* _SELECTED PASSAGE_:

For Celtics fans, purgatory can be a hell of problem

Look at us. 

We're fighting with each other as we rationalize preposterous ideas.  Our senses are waging wars within our own minds and exploding with venomous fury.  

We're confused.  Is what we see a stark reality, or a confluence of external forces conspiring to form the optical illusion of abject failure?  

We're lost. The darkness envelops us so completely at the moment that our panic has staged a coup on sound reasoning.  Every crackle in the distance induces whiplash.  Every mysterious breeze brings about wild defensive convulsions. 

What direction am I facing? 

Will I fall if I take another step?

Is someone, or something, in this place with me?

We have reached purgatory.  We now, as fans, occupy the space where we can see both heaven and hell very clearly.  And that's starting to drive us completely mad. 

You see, once you're in purgatory, you're only thinking of ways to get out of purgatory.  No one ever plants a lawn chair, mixes some lemonade, flips on an adult contemporary station and just relaxes in purgatory. You're not giving the Sade the Sweetest Taboo with a 5-8 record.  You're hatching escape plans. With the flames of hell licking your arches, you look around to see if there's someone you can sacrifice, or at least stand on, to get closer to heaven.  

Paul Pierce?  If he's a true Celtic, he'll do anything, even agree to a trade, to help!  Ray Allen?  He hasn't been a Celtic THAT long.  Kevin Garnett?  He's so proud he'll probably quit before playing for whatever team he gets traded to.  

 Pile up the bodies, we think, and we can build a human ladder high enough for God, or at least Rajon Rondo, to reach down and rescue us so we can bathe in beams of sunlight once again.

Perhaps self flagellation will appease the mighty NBA Gods of which Doc Rivers speaks so often? Perhaps if we willingly punish ourselves, dismantle this affront to Lord Naismith, and accept our suffering, the Gods will spare prolonged torture.  Maybe we don't need to go to actual hell if we can create our own here in purgatory.  We'll even play some Nickelback to show we're serious about it.

* _ACTIVITIES_:
a: In the column on Celtics fans, whose music would the fans play to show they're serious about punishing themselves?
b: Write out the part of the Celtics column from "We have reached" up to and including "gets traded to.", matching the wording precisely.

* _EXERCISE DATA_:
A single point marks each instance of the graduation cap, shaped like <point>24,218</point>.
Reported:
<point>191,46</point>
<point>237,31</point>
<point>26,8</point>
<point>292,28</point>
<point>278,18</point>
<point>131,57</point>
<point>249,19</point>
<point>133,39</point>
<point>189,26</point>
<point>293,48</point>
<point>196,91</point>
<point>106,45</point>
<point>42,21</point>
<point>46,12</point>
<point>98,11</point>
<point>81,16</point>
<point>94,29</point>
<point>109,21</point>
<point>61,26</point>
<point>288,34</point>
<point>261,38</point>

* _RESULTS IN ORDER_:
a: Nickelback's

b:
We have reached purgatory.  We now, as fans, occupy the space where we can see both heaven and hell very clearly.  And that's starting to drive us completely mad. 

You see, once you're in purgatory, you're only thinking of ways to get out of purgatory.  No one ever plants a lawn chair, mixes some lemonade, flips on an adult contemporary station and just relaxes in purgatory. You're not giving the Sade the Sweetest Taboo with a 5-8 record.  You're hatching escape plans. With the flames of hell licking your arches, you look around to see if there's someone you can sacrifice, or at least stand on, to get closer to heaven.  

Paul Pierce?  If he's a true Celtic, he'll do anything, even agree to a trade, to help!  Ray Allen?  He hasn't been a Celtic THAT long.  Kevin Garnett?  He's so proud he'll probably quit before playing for whatever team he gets traded to.